(WHAT THIS TASK INVOLVES)
For the entries that follow, produce an exact copy with no pictures in it.

======== DATASET RECORDS

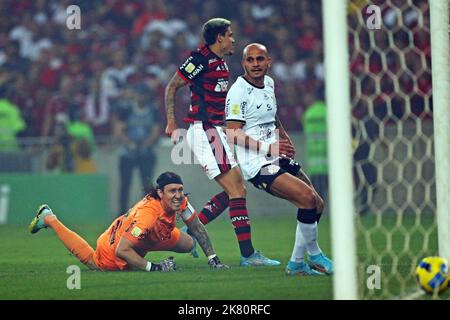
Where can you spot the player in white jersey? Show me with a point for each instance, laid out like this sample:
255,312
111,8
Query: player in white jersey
267,161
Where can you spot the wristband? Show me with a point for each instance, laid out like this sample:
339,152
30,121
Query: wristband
264,147
212,256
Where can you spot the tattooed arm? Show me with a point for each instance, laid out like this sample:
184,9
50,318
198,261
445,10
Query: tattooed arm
169,101
198,230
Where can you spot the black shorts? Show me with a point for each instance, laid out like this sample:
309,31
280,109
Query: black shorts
268,173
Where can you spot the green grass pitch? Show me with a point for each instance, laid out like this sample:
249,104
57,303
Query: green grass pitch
34,267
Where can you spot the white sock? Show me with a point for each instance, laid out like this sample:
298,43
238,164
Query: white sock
298,253
309,232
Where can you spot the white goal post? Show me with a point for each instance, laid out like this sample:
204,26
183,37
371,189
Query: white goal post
339,148
440,48
409,143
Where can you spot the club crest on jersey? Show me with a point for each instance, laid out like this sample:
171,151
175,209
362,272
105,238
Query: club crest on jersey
272,169
136,232
221,86
235,109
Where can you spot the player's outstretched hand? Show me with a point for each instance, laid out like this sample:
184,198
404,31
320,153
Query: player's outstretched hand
168,264
172,131
215,263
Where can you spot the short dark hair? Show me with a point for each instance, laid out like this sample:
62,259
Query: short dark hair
164,179
213,27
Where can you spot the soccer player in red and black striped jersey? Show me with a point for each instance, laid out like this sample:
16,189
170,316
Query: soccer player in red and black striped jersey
206,72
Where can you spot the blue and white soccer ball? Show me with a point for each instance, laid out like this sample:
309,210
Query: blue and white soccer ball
432,274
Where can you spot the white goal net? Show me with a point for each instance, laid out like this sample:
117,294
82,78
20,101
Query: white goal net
392,130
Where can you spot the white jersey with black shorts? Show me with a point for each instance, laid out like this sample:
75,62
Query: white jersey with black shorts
209,145
256,108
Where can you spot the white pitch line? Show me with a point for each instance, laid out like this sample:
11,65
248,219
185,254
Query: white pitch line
414,295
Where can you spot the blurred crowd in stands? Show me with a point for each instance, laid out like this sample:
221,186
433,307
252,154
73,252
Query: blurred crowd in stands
54,75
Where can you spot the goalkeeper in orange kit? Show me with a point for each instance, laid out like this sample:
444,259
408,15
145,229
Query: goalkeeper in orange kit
148,226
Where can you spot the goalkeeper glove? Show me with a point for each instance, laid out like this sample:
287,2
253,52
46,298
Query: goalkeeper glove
215,263
165,265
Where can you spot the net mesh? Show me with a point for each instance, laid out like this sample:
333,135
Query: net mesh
392,129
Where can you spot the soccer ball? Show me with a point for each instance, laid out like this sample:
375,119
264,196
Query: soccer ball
432,274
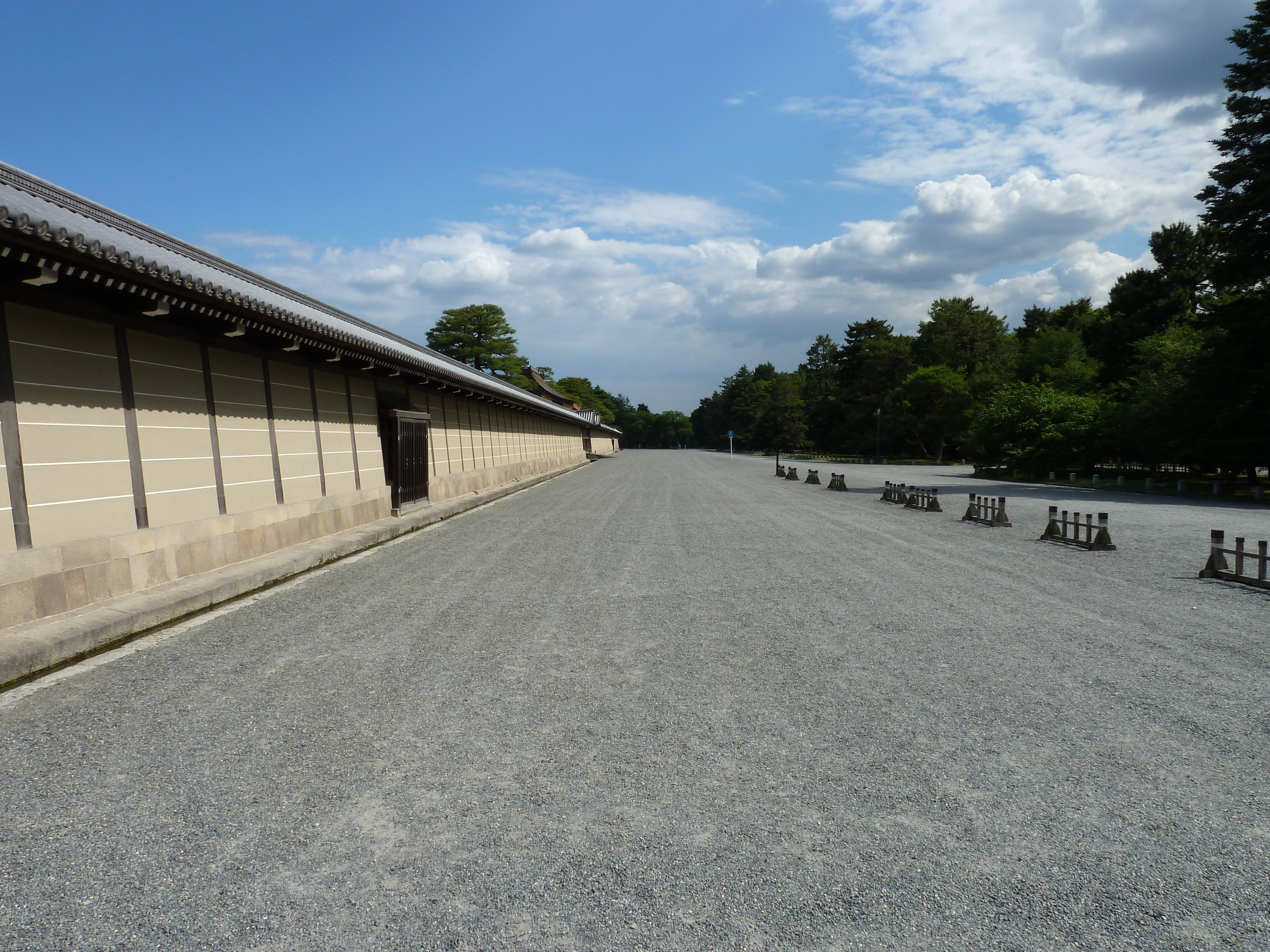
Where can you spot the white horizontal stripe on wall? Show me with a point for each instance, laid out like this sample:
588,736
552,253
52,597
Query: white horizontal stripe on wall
171,397
102,426
251,483
63,387
184,489
74,463
171,366
168,427
64,350
70,502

================

(REPLY)
Where can you spot the player in white jersey? Show me with a point for each instance, laid out like this sample:
255,312
111,8
Query: player in white jersey
267,161
Where can you spot the wristband? Show me with a point for each instance, laid out like this sample:
339,152
30,121
Query: wristband
264,147
212,256
Where can you spot the tattooed arm? Show me with a point for each instance, laid out like this sample:
184,9
50,318
198,261
445,10
Query: tattooed arm
169,101
198,230
Where can you spot the black shorts? Show me with a point for each instance, laid out like this sample:
309,31
280,109
Query: black shorts
268,173
Where can you spot the green grass pitch? Show me with a point for each instance, laid out like this sample:
249,104
57,303
Query: green grass pitch
34,267
Where can you spot the white sock? Show me with a point for each instance, laid out like this sample:
298,43
238,164
Query: white sock
298,253
309,232
Where can you spot the white goal post? Show me with a point for each instance, laid out like this sample:
204,26
183,37
371,189
Query: white goal post
339,148
440,48
409,143
Where can you spot the club crest on jersey? Show me with a point for each instance, laid out like this sample:
171,151
175,209
362,272
105,238
Query: club crest on jersey
272,169
136,232
221,86
235,109
Where can you spot the player's outstretched hand? Show me with a point for each instance, laid out like this sample:
184,198
404,31
320,153
Query: player's outstretched hand
168,264
172,131
215,263
Where can you spot the short dark hair? Show me with a point for each instance, laid out like this sample:
62,259
Query: short dark hair
164,179
213,27
Where can you spot the soccer player in red and black striped jersey? Show me with a point for each instance, laid out like this sample:
16,189
170,316
Query: soccer player in red and black striped jersey
206,72
Where can you spot the blue and white soccer ball? Show me with a point for each instance, laid out like this sample:
309,210
Query: blue and white soccer ball
432,274
Where can you spot the white goal net? Show me with a point for each instance, laid out like this sample:
117,294
82,78
20,101
Query: white goal net
392,130
Where can you spot the white jersey with black shorts? Show me with a point for each instance, laid out like this sample:
75,62
Query: white jersey with black shorts
209,145
256,108
Where can you spot the white pitch line? Show me with a point for each instance, laid out like this sample:
11,65
248,219
185,254
Query: white pitch line
414,295
Where can you spot the blurred crowd in stands? Show me with a point for each instance, laid out like this sample:
221,186
433,307
252,154
73,252
Query: blurred crowd in stands
54,75
Where can you spot the goalkeeper in orange kit? Show me with a point for each instance, laid out like this sample:
444,259
408,15
145,229
Query: goalkeeper in orange kit
148,226
Where can you spot the goalkeeper glove? Show me with a point for each instance, laid out like this sample:
287,2
253,52
46,298
Query: goalkeeper glove
215,263
165,265
Where can you spot the net mesh? Show me with a point for each instance, laid out like this sample:
333,135
Query: net mesh
392,129
Where can you spot the soccer ball? Show me with a point for each instance, laid out like this sample:
375,119
264,196
Query: soccer ball
432,274
Where can you spot the white horizontal stripe on wall? Show me with a point for each instance, laid out like this sample:
588,736
552,253
52,597
Query: white horizontal stripe on wall
171,397
102,426
251,483
63,387
184,489
74,463
171,366
168,427
64,350
70,502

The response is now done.